> [DATA TO USE]
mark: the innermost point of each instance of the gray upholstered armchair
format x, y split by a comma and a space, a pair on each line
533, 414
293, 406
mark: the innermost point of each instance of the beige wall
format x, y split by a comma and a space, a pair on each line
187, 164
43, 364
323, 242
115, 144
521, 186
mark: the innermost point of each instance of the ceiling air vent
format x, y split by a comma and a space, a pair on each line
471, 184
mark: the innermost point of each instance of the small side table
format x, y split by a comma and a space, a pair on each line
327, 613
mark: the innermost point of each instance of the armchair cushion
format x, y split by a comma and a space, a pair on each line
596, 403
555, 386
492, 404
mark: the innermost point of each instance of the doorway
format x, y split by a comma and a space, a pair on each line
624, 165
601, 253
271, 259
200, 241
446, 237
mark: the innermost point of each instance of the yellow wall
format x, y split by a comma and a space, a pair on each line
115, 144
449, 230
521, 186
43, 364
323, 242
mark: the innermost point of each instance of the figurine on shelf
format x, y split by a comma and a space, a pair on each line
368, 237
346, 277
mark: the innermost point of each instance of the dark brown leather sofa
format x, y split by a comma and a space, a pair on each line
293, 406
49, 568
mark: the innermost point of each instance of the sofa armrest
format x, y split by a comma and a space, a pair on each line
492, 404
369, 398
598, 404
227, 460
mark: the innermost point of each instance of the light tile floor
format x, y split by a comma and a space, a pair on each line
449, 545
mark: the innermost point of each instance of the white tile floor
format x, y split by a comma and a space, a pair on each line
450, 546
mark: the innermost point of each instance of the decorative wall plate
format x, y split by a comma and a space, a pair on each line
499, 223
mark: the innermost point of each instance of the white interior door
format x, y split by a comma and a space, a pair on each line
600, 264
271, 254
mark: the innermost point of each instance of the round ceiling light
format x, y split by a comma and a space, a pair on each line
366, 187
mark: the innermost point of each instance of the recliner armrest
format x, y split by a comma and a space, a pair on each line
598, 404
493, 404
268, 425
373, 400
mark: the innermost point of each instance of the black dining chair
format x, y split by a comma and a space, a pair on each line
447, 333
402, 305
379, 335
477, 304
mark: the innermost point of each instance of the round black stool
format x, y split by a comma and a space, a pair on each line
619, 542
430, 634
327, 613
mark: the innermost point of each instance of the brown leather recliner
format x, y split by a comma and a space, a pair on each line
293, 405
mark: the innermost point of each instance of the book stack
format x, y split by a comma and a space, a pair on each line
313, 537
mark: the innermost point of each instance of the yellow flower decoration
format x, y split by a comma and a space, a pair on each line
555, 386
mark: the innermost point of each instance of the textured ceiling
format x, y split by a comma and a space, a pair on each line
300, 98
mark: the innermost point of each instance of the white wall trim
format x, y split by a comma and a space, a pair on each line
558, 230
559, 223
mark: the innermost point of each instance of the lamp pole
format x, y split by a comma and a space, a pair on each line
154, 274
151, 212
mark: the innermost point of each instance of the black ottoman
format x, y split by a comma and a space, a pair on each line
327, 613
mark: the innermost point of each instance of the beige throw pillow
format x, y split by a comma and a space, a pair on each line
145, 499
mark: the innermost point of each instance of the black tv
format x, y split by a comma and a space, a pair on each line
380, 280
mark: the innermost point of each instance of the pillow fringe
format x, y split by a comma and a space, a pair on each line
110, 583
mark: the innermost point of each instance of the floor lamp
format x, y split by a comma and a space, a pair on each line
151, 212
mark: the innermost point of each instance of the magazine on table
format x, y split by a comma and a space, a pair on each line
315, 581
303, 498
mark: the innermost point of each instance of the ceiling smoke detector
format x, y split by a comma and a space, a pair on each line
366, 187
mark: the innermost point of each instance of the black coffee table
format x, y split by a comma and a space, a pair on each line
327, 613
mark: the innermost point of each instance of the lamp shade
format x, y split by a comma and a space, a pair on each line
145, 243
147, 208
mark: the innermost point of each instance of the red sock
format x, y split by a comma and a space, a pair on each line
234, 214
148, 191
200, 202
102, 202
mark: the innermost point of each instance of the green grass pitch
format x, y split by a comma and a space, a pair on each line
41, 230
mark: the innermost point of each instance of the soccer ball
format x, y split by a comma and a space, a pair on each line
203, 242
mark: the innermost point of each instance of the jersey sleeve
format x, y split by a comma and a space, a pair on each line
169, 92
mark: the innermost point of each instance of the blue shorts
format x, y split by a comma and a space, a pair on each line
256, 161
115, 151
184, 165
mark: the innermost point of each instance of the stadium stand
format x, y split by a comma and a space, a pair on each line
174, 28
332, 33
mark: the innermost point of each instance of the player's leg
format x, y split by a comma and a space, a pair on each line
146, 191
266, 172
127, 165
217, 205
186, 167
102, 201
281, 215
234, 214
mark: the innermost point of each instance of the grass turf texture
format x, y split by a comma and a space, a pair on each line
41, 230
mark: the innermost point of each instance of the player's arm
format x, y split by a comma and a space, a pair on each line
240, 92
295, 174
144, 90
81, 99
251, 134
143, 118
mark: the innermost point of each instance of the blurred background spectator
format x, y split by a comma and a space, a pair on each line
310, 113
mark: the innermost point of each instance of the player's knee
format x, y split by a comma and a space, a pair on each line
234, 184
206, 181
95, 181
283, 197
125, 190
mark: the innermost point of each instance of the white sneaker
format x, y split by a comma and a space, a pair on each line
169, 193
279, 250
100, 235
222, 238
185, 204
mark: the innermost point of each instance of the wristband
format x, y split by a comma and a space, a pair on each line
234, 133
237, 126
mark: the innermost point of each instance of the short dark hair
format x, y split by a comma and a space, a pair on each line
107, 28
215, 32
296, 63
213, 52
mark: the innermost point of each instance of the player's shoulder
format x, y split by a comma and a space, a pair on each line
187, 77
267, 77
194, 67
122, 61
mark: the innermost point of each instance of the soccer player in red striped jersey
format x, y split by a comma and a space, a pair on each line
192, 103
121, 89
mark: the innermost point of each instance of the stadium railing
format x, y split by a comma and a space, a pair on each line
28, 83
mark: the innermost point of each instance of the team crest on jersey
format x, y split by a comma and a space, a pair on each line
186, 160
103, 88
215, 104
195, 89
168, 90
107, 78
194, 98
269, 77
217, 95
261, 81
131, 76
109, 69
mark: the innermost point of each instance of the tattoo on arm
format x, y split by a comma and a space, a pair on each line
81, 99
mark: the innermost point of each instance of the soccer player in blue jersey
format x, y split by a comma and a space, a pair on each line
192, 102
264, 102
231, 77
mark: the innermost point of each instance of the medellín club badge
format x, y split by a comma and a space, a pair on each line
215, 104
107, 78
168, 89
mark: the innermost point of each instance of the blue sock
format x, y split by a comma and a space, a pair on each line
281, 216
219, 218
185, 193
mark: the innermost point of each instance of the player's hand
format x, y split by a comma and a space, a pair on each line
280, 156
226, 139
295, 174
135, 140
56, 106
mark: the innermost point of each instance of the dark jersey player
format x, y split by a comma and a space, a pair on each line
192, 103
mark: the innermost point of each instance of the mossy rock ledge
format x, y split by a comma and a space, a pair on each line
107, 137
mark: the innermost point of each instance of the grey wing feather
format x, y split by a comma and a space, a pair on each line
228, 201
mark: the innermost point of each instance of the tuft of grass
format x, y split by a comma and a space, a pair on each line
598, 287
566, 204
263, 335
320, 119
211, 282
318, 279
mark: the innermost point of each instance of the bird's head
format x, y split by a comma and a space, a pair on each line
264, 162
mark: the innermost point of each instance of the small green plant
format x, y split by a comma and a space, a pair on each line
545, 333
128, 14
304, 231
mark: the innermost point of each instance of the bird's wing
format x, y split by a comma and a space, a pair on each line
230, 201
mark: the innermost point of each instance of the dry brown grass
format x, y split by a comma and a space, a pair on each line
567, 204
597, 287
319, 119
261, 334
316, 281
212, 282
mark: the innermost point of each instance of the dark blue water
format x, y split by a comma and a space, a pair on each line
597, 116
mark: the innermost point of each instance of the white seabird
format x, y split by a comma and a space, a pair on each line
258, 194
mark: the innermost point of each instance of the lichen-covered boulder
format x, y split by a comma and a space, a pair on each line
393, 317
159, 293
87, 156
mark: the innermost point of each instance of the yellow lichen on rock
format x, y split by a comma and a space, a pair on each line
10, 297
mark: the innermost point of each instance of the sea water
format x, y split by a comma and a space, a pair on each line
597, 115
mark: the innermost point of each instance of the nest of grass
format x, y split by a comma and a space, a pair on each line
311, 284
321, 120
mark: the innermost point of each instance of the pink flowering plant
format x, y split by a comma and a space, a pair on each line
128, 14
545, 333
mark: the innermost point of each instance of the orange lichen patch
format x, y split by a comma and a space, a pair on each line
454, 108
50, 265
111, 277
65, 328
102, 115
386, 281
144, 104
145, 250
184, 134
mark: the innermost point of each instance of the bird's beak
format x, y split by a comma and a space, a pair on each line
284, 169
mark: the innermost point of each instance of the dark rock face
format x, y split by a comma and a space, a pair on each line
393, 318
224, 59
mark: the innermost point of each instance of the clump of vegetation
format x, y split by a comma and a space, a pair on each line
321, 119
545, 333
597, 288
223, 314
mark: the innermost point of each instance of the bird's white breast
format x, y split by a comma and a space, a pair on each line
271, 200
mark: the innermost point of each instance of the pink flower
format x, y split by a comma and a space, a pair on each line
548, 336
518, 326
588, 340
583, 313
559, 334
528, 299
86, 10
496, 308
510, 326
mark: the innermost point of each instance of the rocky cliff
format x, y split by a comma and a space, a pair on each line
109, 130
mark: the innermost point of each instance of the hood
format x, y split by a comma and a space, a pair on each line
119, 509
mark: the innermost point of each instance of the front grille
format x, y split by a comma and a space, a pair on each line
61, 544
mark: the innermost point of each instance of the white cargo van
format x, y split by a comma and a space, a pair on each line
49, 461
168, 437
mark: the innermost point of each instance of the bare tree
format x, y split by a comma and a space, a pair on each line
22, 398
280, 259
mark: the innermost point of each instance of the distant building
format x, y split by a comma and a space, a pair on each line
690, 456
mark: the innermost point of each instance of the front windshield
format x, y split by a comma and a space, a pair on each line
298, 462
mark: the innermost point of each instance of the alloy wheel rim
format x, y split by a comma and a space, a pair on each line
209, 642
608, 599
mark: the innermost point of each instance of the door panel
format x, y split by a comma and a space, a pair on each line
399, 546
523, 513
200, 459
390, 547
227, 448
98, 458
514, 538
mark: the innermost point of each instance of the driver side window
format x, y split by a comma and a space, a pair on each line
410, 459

> [WHAT YOU NEED TO DO] Would you copy out exactly the lines above that start at the one containing "mark: the innermost point of each instance of the player's knee" and end at the one containing "red striped jersey", inclusive?

> [ANSWER SPACE]
mark: the innermost point of each instance of the player's knee
format x, y split by a comma and a space, a pair on each line
234, 184
206, 181
95, 181
283, 197
125, 190
mark: the innermost point of each instance of the white sneaker
format x, y split by a comma and a space, a pair on each line
169, 193
279, 250
100, 235
222, 238
185, 204
mark: the innermost point of each instance of the wristband
format x, y split by a comma and a space, a pair on each line
234, 133
237, 126
mark: the innermost point of each instance of the short dark hair
format x, y split by a comma and a space, a pair on each line
107, 28
215, 32
296, 63
213, 52
mark: the innermost point of each instance of the player's shoulder
format x, y split by a comma and a space, a pair on each line
187, 77
267, 77
194, 67
122, 61
mark: the innermost point of each instance of the soccer player in red striped jersey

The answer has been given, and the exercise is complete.